▼
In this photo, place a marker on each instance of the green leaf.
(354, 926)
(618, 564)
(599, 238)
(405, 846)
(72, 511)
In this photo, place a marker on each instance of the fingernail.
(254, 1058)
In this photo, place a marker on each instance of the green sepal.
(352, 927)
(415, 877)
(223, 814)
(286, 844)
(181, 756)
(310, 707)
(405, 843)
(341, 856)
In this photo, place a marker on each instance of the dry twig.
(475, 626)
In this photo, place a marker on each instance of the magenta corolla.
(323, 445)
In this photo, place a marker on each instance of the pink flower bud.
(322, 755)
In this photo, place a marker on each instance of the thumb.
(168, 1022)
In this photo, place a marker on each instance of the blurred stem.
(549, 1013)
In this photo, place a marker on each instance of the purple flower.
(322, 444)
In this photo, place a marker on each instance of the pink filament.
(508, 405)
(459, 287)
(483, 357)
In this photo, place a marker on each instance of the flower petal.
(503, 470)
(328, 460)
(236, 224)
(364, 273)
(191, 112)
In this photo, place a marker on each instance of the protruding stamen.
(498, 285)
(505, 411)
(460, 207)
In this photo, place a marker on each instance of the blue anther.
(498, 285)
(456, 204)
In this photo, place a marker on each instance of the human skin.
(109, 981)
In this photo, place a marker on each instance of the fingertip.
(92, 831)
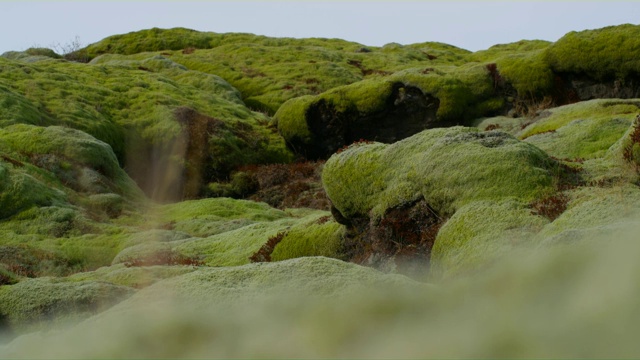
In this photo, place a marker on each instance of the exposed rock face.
(408, 112)
(401, 240)
(572, 88)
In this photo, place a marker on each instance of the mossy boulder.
(394, 198)
(77, 159)
(20, 191)
(482, 232)
(136, 277)
(38, 303)
(157, 116)
(371, 110)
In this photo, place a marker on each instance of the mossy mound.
(388, 109)
(312, 276)
(481, 232)
(394, 198)
(157, 116)
(586, 292)
(606, 53)
(39, 303)
(20, 191)
(136, 277)
(77, 159)
(269, 71)
(447, 167)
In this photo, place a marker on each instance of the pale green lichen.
(317, 235)
(481, 232)
(602, 54)
(35, 304)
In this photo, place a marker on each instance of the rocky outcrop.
(406, 112)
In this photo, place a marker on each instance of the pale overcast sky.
(472, 25)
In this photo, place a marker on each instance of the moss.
(133, 277)
(317, 236)
(592, 213)
(35, 304)
(465, 92)
(233, 247)
(143, 253)
(315, 276)
(605, 53)
(15, 108)
(506, 124)
(134, 110)
(447, 167)
(291, 119)
(595, 110)
(479, 233)
(211, 216)
(500, 50)
(20, 191)
(528, 73)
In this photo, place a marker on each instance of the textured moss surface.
(36, 303)
(447, 167)
(563, 302)
(609, 52)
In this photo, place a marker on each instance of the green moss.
(480, 233)
(592, 213)
(16, 109)
(133, 277)
(501, 50)
(131, 105)
(317, 236)
(35, 304)
(212, 216)
(465, 92)
(584, 130)
(234, 247)
(528, 73)
(20, 191)
(447, 167)
(602, 54)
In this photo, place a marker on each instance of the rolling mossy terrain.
(175, 193)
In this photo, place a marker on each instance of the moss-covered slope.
(158, 117)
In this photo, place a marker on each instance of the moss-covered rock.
(372, 109)
(136, 277)
(157, 116)
(447, 167)
(609, 52)
(481, 232)
(38, 303)
(394, 198)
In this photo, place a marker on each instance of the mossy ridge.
(593, 212)
(606, 53)
(270, 71)
(456, 166)
(123, 105)
(590, 130)
(37, 304)
(481, 232)
(308, 276)
(506, 310)
(133, 277)
(318, 235)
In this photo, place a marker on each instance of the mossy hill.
(225, 195)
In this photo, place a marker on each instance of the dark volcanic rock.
(408, 111)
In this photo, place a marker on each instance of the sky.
(471, 25)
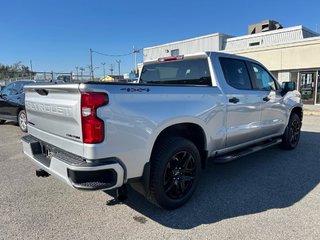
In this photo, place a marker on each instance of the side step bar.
(241, 153)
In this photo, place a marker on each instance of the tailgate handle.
(42, 92)
(234, 100)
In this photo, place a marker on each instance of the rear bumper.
(73, 170)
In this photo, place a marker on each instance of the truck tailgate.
(53, 113)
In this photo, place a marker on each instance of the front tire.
(291, 135)
(22, 120)
(175, 172)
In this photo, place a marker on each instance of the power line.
(115, 55)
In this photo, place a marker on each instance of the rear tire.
(291, 135)
(22, 120)
(175, 172)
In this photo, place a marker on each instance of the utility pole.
(118, 61)
(91, 66)
(77, 68)
(111, 69)
(104, 69)
(135, 52)
(31, 72)
(81, 70)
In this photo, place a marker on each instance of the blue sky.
(57, 34)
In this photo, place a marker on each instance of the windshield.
(189, 72)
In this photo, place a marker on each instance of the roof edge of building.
(288, 29)
(190, 39)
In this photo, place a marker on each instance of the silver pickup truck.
(157, 135)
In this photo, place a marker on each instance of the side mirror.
(288, 86)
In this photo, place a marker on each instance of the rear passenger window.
(263, 78)
(236, 73)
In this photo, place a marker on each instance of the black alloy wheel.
(179, 175)
(175, 172)
(290, 138)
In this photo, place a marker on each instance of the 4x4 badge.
(135, 89)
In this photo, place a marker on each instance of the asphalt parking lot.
(272, 194)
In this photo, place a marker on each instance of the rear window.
(189, 72)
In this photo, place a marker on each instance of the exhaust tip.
(42, 173)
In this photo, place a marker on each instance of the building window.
(254, 44)
(175, 52)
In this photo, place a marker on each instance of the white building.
(291, 54)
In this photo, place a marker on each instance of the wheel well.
(298, 111)
(190, 131)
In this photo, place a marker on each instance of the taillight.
(92, 126)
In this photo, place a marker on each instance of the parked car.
(12, 103)
(157, 135)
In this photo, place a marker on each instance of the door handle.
(234, 100)
(266, 99)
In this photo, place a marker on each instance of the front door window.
(307, 87)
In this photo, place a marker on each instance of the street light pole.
(77, 68)
(118, 61)
(104, 69)
(111, 69)
(135, 51)
(91, 66)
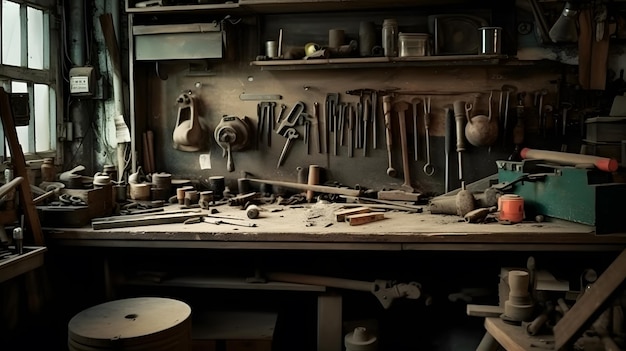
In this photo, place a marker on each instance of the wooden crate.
(233, 331)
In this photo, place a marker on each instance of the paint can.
(511, 208)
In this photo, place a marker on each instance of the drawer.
(178, 41)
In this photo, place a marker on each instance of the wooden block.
(484, 310)
(365, 218)
(98, 201)
(248, 345)
(580, 315)
(203, 345)
(341, 215)
(398, 195)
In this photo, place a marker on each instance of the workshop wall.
(218, 95)
(216, 85)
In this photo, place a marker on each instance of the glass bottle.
(48, 171)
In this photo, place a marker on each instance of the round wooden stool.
(135, 324)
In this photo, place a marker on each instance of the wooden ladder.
(19, 166)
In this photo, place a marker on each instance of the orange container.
(511, 208)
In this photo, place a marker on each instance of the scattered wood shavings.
(320, 214)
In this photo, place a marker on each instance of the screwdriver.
(459, 118)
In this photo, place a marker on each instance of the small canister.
(413, 44)
(511, 208)
(390, 37)
(271, 49)
(490, 40)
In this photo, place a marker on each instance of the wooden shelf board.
(228, 283)
(15, 265)
(515, 338)
(182, 8)
(356, 62)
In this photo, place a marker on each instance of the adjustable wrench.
(287, 130)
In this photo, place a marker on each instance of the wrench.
(350, 131)
(316, 121)
(283, 107)
(428, 168)
(374, 111)
(291, 134)
(415, 103)
(366, 114)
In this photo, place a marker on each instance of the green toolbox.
(582, 195)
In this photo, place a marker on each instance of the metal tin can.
(390, 37)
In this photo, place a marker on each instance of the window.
(29, 65)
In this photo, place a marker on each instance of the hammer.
(401, 108)
(53, 192)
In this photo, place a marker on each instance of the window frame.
(50, 75)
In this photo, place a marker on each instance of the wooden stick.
(316, 188)
(19, 164)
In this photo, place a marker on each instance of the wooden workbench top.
(316, 224)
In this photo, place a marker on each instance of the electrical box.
(178, 41)
(83, 81)
(20, 107)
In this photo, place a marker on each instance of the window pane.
(41, 106)
(11, 33)
(23, 131)
(35, 38)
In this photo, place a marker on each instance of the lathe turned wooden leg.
(487, 343)
(329, 322)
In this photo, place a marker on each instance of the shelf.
(225, 283)
(182, 8)
(291, 6)
(299, 6)
(371, 62)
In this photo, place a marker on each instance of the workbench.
(314, 228)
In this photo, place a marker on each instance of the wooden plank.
(136, 222)
(580, 315)
(484, 310)
(341, 215)
(19, 166)
(14, 265)
(365, 218)
(514, 338)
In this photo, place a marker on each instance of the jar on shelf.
(390, 37)
(48, 171)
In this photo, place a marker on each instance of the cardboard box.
(606, 129)
(233, 331)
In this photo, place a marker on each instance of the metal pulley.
(232, 134)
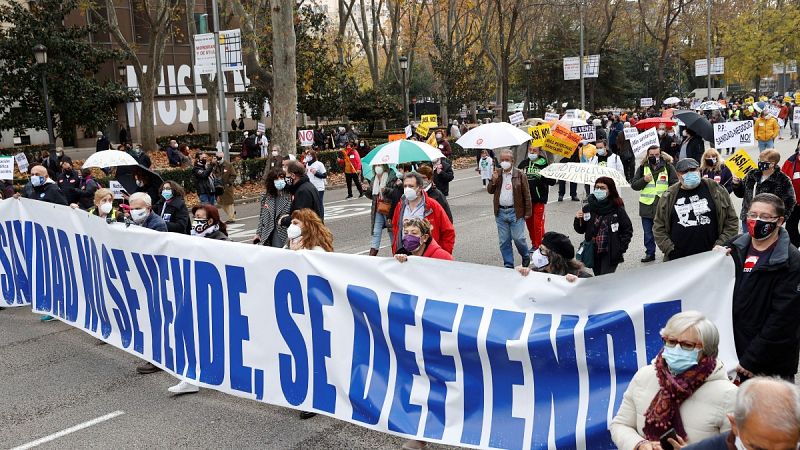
▲
• **Given exercise**
Show each line from the rows above that contains the word "blue", copying it in full.

• **Output of the exercise**
In this photo, place a marker on each instance of the blue anther.
In this photo, place a marker on each instance of the blue sky.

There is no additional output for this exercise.